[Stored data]
○ ○ ○ ○ ○ ○ ○
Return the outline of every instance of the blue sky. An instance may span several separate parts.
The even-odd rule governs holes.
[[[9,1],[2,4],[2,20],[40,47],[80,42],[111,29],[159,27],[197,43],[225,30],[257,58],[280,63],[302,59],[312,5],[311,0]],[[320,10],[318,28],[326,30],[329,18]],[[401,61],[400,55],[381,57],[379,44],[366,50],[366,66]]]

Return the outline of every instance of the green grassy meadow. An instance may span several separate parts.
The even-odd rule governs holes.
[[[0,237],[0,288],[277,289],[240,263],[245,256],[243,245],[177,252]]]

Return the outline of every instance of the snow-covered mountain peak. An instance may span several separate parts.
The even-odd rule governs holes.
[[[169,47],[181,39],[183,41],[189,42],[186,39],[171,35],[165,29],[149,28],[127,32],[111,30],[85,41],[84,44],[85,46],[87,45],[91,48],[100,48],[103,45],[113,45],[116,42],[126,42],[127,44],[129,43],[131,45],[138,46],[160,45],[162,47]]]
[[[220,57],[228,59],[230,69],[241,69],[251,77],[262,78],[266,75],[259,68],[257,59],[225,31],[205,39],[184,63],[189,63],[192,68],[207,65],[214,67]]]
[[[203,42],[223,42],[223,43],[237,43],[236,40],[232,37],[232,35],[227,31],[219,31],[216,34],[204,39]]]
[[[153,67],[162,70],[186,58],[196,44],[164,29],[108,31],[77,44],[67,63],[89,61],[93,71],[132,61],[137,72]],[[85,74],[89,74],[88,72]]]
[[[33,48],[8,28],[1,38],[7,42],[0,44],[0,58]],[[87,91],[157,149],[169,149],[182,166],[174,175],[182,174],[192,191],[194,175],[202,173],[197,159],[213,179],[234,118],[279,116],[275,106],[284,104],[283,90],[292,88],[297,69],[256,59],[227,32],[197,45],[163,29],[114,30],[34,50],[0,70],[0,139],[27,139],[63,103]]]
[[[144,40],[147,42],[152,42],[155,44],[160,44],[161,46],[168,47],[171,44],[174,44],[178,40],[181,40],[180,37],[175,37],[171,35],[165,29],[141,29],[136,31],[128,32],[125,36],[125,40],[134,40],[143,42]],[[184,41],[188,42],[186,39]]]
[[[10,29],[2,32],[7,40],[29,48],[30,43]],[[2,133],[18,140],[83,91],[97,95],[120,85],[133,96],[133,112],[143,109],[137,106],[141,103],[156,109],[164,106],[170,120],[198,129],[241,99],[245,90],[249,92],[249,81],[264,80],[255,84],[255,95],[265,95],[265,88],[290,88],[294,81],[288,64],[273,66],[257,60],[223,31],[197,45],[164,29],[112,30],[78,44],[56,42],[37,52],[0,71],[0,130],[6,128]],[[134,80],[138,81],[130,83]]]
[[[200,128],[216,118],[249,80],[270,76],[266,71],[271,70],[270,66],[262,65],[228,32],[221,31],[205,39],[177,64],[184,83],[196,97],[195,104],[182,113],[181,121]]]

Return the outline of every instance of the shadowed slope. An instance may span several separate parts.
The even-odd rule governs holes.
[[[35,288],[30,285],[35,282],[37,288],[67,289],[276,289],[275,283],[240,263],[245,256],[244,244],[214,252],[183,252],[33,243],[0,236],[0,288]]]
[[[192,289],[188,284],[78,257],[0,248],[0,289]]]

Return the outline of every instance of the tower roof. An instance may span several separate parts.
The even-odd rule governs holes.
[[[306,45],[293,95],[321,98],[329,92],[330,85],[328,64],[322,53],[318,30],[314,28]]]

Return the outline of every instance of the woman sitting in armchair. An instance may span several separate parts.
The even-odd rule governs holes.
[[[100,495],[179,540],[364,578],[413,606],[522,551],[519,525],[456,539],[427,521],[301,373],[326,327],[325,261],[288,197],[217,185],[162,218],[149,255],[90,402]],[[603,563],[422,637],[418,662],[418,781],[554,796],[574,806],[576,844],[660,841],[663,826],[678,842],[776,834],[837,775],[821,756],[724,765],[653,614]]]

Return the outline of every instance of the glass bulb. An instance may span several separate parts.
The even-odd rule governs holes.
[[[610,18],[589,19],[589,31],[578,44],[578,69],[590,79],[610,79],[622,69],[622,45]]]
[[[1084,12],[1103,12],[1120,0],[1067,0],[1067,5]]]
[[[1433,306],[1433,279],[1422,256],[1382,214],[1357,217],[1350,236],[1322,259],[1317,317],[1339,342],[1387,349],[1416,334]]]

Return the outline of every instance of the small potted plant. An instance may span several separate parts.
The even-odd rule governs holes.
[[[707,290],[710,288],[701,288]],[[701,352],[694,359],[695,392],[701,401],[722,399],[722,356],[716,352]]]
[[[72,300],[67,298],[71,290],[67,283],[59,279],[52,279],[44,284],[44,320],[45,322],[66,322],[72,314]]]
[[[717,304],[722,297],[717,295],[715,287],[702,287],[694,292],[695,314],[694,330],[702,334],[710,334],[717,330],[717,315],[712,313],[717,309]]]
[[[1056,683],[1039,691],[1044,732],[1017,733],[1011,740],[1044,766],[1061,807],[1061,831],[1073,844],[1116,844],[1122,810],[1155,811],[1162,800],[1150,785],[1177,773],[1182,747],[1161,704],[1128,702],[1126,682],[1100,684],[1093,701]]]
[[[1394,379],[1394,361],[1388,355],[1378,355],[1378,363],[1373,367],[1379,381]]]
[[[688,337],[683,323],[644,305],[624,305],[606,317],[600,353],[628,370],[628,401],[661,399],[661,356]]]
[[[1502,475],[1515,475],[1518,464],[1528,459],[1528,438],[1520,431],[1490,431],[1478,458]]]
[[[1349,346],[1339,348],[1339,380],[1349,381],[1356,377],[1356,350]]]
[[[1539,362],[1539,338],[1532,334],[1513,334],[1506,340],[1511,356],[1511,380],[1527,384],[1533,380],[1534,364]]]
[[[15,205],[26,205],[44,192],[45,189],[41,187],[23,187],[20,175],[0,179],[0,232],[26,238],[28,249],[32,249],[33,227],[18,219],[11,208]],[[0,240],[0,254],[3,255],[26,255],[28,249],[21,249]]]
○ ○ ○ ○ ○ ○ ○
## DIRECTIONS
Output, exactly and in full, the lines from the start of the entries above through the line that contains "Return the outline of every instance of the snow-covered".

## OUTPUT BELOW
Return the outline of every instance of the blue sky. An instance may span several separate parts.
The even-odd rule governs holes.
[[[9,1],[2,4],[2,20],[40,47],[80,42],[111,29],[159,27],[197,43],[225,30],[257,58],[280,63],[302,59],[312,5],[311,0]],[[320,10],[318,28],[326,30],[329,18]],[[401,61],[400,55],[381,57],[379,44],[366,50],[366,66]]]

Return the outline of every instance of the green grassy meadow. An instance may span several separate parts.
The even-odd rule governs holes.
[[[0,237],[0,288],[277,289],[240,263],[245,256],[243,245],[177,252]]]

Return the outline of every instance of the snow-covered mountain peak. An instance may span several separate parts.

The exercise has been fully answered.